**Gösterilen Metin**
▼▼▼
Abaküs Yazılım
8. Hukuk Dairesi
Esas No: 2021/4964
Karar No: 2021/11860
Karar Tarihi: 01.12.2021

Yargıtay 8. Hukuk Dairesi 2021/4964 Esas 2021/11860 Karar Sayılı İlamı

8. Hukuk Dairesi         2021/4964 E.  ,  2021/11860 K.

    "İçtihat Metni"

    MAHKEMESİ : Antalya Bölge Adliye Mahkemesi 8. Hukuk Dairesi

    Taraflar arasında Mersin Kadastro Mahkemesinde görülen dava sonucunda verilen hükme karşı davacı Hazine vekili ile davalı vekili tarafından istinaf yoluna başvurulması üzerine Antalya Bölge Adliye Mahkemesi 8. Hukuk Dairesince istinaf başvurularının ayrı ayrı reddine karar verilmiş, bu kararın davacı Hazine vekili tarafından temyizi üzerine Bölge Adliye Mahkemesi tarafından Daire kararı kesin olduğundan temyiz dilekçesinin reddine dair ek karar verilmesi üzerine, bu kez davacı Hazine vekili tarafından Bölge Adliye Mahkemesi kararı temyiz edilmiş olmakla; dosya incelendi, gereği düşünüldü:

    K A R A R

    Kadastro sırasında ... İlçesi ... Mahallesi çalışma alanında bulunan 105 ada 193 parsel sayılı 2.136,48 metrekare yüzölçümündeki taşınmaz irsen intikal, taksim ve kazandırıcı zaman aşımı zilyetliği nedeniyle sera vasfı ile ... adına tespit edilmiştir.
    Davacı Hazine, çekişmeli taşınmazın devletin hüküm ve tasarrufu altındaki yerlerden olduğu iddiasına dayanarak dava açmıştır.
    Mahkemece yapılan yargılama sonunda; davanın kabulüne, çekişmeli 105 ada 193 parsel sayılı taşınmazın tespitinin iptali ile tarla vasfıyla Hazine adına tespit ve tesciline, taşınmazın kütüğünün beyanlar hanesine fen bilirkişi ..."ın 25.10.2016 havale tarihli raporuna ekli krokide pembe kalemle çizili olarak gösterilen seranın davalı ..."ya ait olduğu şerhinin yazılmasına karar verilmiş; hükmün davacı Hazine vekili ile davalı vekili tarafından istinaf edilmesi üzerine Antalya Bölge Adliye Mahkemesi 8. Hukuk Dairesince, istinaf taleplerinin ayrı ayrı reddine karar verilmiş, iş bu kararın davacı Hazine vekili tarafından temyiz edilmesi üzerine 28.9.2017 tarihli ek karar ile, davacı vekilinin temyiz dilekçesinin, kararın HMK"nin 362/1-a maddesi uyarınca kesin nitelikte bulunması nedeniyle HMK"nin 366/1 maddesi atfıyla 346/1 maddesi uyarınca reddine karar verilmiş ve bu kez iş bu ek karar davacı Hazine vekili tarafından temyiz edilmiştir.
▲▲▲
**Alıntılanan Veriler**
▼▼▼
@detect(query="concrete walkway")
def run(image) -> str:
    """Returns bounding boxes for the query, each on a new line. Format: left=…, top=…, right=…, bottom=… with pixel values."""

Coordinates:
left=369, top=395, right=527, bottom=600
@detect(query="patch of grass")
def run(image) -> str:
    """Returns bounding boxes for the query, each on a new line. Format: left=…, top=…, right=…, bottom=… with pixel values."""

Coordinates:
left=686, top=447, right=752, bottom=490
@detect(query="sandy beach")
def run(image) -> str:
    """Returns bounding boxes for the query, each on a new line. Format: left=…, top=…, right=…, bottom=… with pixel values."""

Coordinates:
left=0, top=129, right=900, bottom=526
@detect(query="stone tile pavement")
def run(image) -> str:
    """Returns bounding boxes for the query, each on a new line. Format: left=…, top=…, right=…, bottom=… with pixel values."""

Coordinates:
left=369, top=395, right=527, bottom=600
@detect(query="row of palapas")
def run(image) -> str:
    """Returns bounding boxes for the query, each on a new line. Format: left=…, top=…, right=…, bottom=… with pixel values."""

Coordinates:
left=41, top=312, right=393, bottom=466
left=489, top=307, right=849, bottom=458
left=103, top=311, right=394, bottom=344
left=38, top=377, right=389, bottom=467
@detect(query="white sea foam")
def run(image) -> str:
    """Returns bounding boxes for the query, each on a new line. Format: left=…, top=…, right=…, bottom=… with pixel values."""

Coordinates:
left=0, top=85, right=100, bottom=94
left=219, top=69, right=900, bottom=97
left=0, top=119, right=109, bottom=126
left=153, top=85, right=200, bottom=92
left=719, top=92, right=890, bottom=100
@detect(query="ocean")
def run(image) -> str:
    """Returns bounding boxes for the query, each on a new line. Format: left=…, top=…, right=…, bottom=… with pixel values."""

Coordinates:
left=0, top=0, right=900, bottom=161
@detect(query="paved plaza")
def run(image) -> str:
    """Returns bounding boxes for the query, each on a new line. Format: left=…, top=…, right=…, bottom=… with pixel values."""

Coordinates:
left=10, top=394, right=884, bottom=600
▲▲▲
**Yapılacak Görev**
Yargıtay kararına dayanarak şu soruları yanıtlayınız:
1. Kararın tarihi nedir?
2. 105 ada 193 parsel sayılı taşınmazın yüzölçümü kaç metrekaredir?
3. Davacı Hazine vekilinin temyiz dilekçesini reddeden ek karar hangi tarihlidir?
Liste, metinden ayrı bir malzemedir.

**Doğru Yanıt**
1. 01.12.2021
2. 2.136,48 metrekare
3. 28.9.2017